Give the records below as a JSON list of strings, one string per line and no blank lines, covering everything from the line containing "Q: In the photo above, mark the background" down to the end of the records. Leave the pictures out of the answer.

## begin Task data

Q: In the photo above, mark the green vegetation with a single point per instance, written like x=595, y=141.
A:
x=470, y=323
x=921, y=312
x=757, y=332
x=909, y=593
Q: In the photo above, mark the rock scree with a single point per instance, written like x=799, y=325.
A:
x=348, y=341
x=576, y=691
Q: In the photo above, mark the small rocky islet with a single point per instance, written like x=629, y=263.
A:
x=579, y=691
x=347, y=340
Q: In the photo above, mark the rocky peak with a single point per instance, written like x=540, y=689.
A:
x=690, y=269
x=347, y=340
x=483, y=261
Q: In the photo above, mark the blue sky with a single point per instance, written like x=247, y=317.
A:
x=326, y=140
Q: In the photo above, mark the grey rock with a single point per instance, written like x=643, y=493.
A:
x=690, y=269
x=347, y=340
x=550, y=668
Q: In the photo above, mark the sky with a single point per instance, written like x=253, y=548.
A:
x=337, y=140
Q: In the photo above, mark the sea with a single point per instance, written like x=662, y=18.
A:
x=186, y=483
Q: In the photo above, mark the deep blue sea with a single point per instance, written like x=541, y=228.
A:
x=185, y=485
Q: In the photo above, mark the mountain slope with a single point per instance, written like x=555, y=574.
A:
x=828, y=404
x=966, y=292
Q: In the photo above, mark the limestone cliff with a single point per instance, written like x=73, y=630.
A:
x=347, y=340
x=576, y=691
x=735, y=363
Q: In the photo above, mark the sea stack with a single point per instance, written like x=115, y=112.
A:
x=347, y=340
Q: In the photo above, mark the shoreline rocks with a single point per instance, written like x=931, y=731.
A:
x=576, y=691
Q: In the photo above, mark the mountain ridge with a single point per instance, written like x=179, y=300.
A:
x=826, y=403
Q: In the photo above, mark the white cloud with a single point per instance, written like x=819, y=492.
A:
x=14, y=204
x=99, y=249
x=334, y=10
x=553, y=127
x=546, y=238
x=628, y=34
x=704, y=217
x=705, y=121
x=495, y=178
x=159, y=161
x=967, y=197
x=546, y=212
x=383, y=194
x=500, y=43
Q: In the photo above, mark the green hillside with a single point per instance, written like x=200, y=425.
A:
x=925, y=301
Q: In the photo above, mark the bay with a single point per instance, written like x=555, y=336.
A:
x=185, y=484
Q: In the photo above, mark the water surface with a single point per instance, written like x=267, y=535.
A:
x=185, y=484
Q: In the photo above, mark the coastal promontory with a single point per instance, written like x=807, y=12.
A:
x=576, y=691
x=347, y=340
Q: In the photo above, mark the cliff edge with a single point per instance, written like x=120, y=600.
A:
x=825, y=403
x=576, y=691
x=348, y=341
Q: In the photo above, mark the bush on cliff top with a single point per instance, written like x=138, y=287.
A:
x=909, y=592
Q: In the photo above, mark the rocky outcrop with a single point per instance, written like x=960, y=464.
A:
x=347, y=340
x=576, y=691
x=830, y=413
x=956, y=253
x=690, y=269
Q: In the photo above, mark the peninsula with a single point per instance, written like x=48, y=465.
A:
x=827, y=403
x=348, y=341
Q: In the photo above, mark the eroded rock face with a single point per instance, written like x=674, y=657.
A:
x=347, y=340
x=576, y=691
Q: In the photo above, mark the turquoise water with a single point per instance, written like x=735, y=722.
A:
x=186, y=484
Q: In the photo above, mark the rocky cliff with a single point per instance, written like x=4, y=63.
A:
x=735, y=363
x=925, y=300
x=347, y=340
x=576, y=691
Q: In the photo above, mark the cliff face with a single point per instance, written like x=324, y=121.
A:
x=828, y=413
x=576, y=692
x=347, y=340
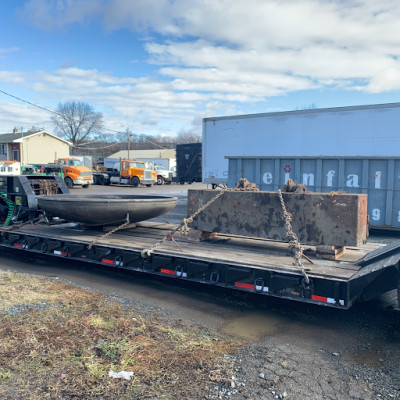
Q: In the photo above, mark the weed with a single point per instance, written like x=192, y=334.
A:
x=5, y=375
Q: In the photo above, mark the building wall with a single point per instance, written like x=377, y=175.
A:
x=42, y=149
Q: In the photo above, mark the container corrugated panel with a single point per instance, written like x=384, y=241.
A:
x=379, y=177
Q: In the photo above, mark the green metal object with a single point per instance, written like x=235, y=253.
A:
x=10, y=211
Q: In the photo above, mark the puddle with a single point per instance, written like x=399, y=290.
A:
x=253, y=326
x=369, y=357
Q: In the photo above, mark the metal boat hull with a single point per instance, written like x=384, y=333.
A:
x=99, y=210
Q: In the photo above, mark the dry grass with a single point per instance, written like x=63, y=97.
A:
x=60, y=342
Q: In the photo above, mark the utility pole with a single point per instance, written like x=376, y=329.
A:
x=129, y=141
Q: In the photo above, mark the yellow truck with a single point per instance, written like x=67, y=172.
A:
x=129, y=172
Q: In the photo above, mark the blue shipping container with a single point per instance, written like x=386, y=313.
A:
x=379, y=177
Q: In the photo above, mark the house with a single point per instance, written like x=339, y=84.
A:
x=32, y=147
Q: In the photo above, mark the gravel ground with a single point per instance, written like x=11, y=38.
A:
x=291, y=350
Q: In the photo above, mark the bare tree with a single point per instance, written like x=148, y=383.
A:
x=77, y=121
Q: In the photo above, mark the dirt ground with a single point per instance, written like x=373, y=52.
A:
x=287, y=349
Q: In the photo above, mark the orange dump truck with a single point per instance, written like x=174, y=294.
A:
x=130, y=172
x=71, y=169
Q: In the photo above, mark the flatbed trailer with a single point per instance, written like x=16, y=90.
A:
x=252, y=265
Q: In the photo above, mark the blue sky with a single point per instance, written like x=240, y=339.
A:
x=159, y=67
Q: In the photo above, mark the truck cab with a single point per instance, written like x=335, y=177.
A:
x=163, y=175
x=75, y=173
x=135, y=173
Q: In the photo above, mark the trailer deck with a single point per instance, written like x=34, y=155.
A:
x=253, y=265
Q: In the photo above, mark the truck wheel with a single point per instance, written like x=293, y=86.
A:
x=135, y=181
x=68, y=182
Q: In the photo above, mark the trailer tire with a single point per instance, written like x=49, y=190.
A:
x=68, y=181
x=135, y=182
x=214, y=277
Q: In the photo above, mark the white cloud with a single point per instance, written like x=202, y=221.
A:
x=215, y=54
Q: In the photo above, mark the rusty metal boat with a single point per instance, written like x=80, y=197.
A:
x=107, y=209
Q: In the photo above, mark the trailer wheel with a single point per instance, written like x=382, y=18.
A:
x=135, y=181
x=68, y=182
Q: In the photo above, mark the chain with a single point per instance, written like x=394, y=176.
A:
x=294, y=244
x=93, y=242
x=183, y=226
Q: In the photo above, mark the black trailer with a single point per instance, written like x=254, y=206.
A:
x=259, y=266
x=188, y=163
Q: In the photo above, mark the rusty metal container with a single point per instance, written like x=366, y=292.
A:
x=317, y=218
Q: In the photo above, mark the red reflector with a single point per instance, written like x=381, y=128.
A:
x=167, y=271
x=244, y=285
x=319, y=298
x=107, y=261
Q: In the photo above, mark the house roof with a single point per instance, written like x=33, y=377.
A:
x=21, y=136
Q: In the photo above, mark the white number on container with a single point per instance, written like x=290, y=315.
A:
x=376, y=214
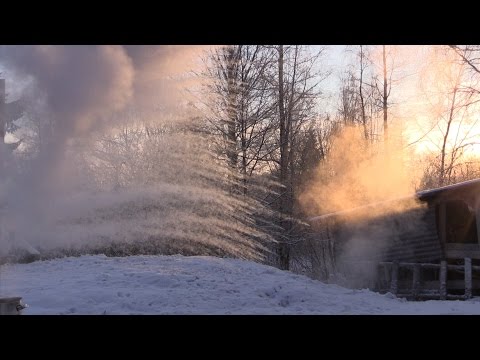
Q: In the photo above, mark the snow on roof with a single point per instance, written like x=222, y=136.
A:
x=421, y=195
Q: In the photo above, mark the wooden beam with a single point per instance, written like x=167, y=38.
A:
x=443, y=280
x=394, y=278
x=416, y=281
x=477, y=218
x=2, y=111
x=468, y=278
x=442, y=223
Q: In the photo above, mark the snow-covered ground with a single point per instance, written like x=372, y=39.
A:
x=192, y=285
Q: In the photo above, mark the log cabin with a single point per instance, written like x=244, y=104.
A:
x=424, y=246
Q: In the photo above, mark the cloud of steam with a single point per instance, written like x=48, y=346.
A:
x=82, y=84
x=358, y=182
x=93, y=180
x=357, y=173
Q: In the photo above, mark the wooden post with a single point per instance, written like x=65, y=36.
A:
x=386, y=275
x=442, y=222
x=394, y=278
x=468, y=278
x=443, y=280
x=416, y=281
x=2, y=111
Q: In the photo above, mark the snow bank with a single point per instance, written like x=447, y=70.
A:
x=192, y=285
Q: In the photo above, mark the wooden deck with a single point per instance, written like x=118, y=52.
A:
x=416, y=288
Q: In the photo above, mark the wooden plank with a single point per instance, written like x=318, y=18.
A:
x=416, y=281
x=477, y=218
x=394, y=278
x=443, y=280
x=442, y=217
x=2, y=110
x=468, y=278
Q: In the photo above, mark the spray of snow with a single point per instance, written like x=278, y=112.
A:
x=115, y=161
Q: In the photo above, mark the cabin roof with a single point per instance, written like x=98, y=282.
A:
x=424, y=195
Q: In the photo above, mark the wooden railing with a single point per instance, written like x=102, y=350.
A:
x=416, y=290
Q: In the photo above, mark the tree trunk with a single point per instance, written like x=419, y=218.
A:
x=232, y=109
x=441, y=175
x=362, y=101
x=284, y=256
x=385, y=97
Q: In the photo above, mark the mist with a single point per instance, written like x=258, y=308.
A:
x=115, y=161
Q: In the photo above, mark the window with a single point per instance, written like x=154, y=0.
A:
x=460, y=223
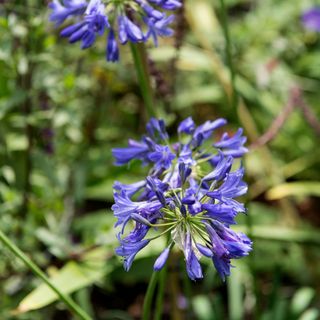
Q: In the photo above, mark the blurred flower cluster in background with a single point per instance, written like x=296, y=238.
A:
x=66, y=116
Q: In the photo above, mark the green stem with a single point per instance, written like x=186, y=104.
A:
x=140, y=61
x=149, y=295
x=225, y=27
x=36, y=270
x=160, y=293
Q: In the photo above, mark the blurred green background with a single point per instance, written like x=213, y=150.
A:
x=63, y=109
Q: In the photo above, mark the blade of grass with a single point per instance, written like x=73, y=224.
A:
x=38, y=272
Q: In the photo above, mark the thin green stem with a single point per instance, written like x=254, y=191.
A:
x=149, y=296
x=38, y=272
x=225, y=27
x=140, y=61
x=160, y=293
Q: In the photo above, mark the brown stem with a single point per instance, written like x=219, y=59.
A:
x=280, y=120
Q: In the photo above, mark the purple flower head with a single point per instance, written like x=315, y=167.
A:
x=136, y=21
x=186, y=195
x=311, y=19
x=94, y=23
x=112, y=47
x=161, y=260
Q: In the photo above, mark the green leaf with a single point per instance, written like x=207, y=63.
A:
x=301, y=300
x=72, y=277
x=310, y=314
x=304, y=188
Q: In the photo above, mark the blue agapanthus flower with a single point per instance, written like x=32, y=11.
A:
x=311, y=19
x=189, y=193
x=122, y=21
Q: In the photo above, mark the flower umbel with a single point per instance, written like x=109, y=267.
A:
x=124, y=21
x=189, y=194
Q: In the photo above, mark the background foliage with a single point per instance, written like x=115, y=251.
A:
x=63, y=109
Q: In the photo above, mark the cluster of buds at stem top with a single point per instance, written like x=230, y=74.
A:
x=188, y=196
x=123, y=20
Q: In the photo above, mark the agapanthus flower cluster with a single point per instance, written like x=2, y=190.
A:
x=187, y=197
x=122, y=20
x=311, y=19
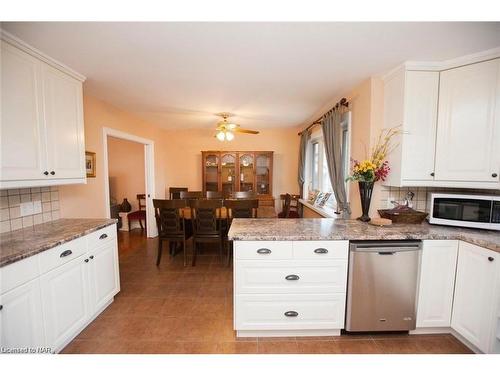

## end Task data

■ Final result
[
  "Q: In the photo above, mark the background foliage with a single point per instance, written like x=115, y=251.",
  "A:",
  "x=63, y=109",
  "Q: In the photo above, mark the cluster of buds at stem top with a single point per instance, written like x=230, y=74.",
  "A:",
  "x=188, y=196",
  "x=123, y=20",
  "Q: In the photo above, mark the agapanthus flower cluster with a single point per instance, written like x=2, y=190.",
  "A:",
  "x=187, y=197",
  "x=122, y=20",
  "x=311, y=19"
]